> _WRITTEN EXERCISE_: Rescale the records below, from the line with "unit in the photo above." up to and including the last line of the records: repeat every line, leave the requests as they are, and multiply each point coordinate in the answers by 1.7, rounding to whole numbers with halves rounded up. Give only those lines.

> _RECORD EXCERPTS_:
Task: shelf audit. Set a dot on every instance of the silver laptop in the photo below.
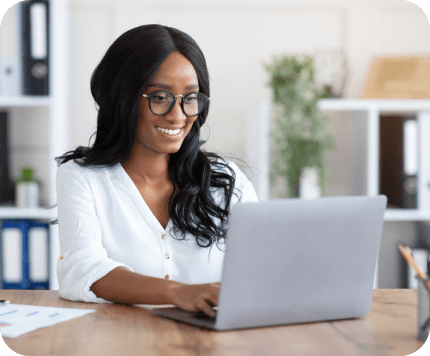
(295, 261)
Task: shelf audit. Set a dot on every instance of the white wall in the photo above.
(237, 37)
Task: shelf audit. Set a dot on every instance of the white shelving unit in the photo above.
(367, 128)
(56, 106)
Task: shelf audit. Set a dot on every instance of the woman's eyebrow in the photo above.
(165, 86)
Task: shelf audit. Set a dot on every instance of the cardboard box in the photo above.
(401, 77)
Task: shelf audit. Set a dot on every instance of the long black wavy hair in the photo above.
(117, 84)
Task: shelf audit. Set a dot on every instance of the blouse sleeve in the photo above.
(83, 259)
(247, 191)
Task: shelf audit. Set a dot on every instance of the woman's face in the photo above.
(177, 75)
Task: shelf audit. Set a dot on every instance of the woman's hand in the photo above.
(195, 297)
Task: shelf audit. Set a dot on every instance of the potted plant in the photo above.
(300, 136)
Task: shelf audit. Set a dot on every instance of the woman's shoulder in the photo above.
(73, 168)
(230, 167)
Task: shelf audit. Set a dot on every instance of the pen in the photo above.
(407, 255)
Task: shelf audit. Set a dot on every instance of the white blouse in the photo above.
(104, 223)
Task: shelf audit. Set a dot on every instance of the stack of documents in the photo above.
(18, 319)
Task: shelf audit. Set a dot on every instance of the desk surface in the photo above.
(114, 329)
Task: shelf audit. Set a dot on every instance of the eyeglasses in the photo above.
(161, 102)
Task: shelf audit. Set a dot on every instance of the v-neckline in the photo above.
(141, 203)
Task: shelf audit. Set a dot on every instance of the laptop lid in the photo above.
(293, 260)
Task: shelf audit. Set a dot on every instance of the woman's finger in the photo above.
(204, 306)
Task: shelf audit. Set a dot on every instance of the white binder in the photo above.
(11, 69)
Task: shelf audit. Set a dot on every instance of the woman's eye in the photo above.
(160, 98)
(191, 99)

> _TASK RESULT_:
Task: shelf audit. Set a dot on every instance of the white shelving unit in the photo above.
(624, 218)
(95, 180)
Task: shelf audit. Set a dot on every instance of the woman's eyebrow in the photo above.
(281, 146)
Task: shelf audit. Set a dot on every instance of the cardboard box in the photo above.
(682, 131)
Task: shelf audit. Set a dot on every instance of the long black wavy hair in the photo above.
(199, 143)
Task: shelf audit. Set a dot on every instance of the blouse sleeve in the photo above.
(141, 440)
(420, 325)
Task: shelf audit. Set a dot on every instance of the woman's face in the photo above.
(301, 128)
Task: shelf audit. Set a dot on every instance of the woman's hand in the photo above.
(332, 505)
Task: shelf audit. Set a dot on every instance of the potted plant in the photo above.
(510, 231)
Task: shelf audit. Set a dot on every instance of the woman's shoulder in the photo above.
(124, 286)
(391, 284)
Task: shelf audit. Set a dot on every instance of the pen in the photo above.
(692, 434)
Task: shelf audit. Set a dot on every instance of the white blouse in the photo above.
(177, 379)
Task: shelf audit. Set a dot on every instance of the stack of documents in the photo above.
(31, 542)
Task: shelf audit. Set a dot on every instance of the desk surface in the photo above.
(194, 559)
Task: shelf audit. Set a dot on every instance of the eyeglasses in the photo above.
(274, 173)
Task: shelf audit. Set a dot on every instance of the v-neckline in the photo above.
(240, 345)
Task: shelf audit. Set a dot on every instance of the laptop lid in the photo above.
(498, 442)
Task: shelf audit. Set a dot on every instance of the woman's finger in the photo above.
(347, 520)
Task: shelf audit. Set a dot on every instance of the white binder in the photo above.
(19, 117)
Task: shelf audit. Set a dot on every instance of the woman's eye in the photo above.
(272, 167)
(325, 168)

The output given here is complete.